━━ Data supplied ━━
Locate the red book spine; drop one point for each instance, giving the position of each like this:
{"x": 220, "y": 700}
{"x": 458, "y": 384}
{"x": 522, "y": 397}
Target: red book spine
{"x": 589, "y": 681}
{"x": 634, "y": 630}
━━━
━━ Data supplied ━━
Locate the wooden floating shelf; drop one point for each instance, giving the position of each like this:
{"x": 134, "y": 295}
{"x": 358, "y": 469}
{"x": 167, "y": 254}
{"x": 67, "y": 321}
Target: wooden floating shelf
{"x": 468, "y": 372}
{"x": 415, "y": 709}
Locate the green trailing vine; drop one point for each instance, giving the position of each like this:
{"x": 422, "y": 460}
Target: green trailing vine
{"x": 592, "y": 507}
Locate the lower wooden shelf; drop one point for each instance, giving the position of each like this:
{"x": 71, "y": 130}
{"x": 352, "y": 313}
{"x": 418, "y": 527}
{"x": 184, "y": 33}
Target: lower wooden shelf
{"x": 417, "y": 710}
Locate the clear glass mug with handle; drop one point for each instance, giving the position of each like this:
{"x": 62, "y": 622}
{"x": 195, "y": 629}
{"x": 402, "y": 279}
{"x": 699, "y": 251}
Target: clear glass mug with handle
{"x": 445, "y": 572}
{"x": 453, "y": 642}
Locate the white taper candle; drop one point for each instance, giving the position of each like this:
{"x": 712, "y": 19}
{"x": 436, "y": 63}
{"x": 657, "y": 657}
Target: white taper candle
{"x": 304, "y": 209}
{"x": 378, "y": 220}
━━━
━━ Data supplied ━━
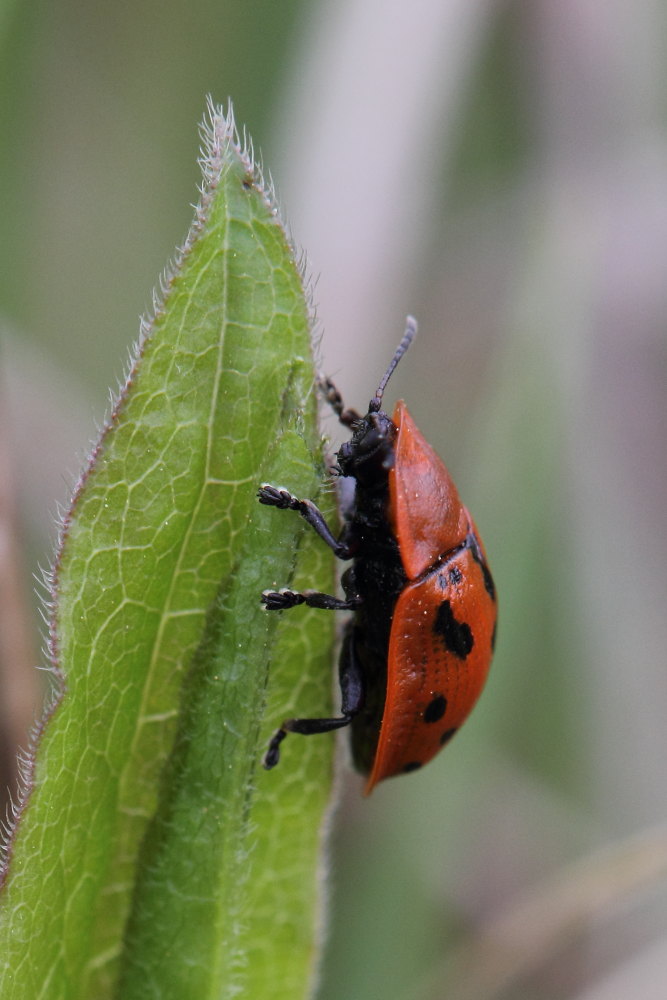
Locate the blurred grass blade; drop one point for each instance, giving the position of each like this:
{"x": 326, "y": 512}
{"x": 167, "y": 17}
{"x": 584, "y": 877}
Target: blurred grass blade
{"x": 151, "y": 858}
━━━
Work to complete -> How many of the lines above contain the word "book"? Tally them and reply with only the number.

Written answer -> 2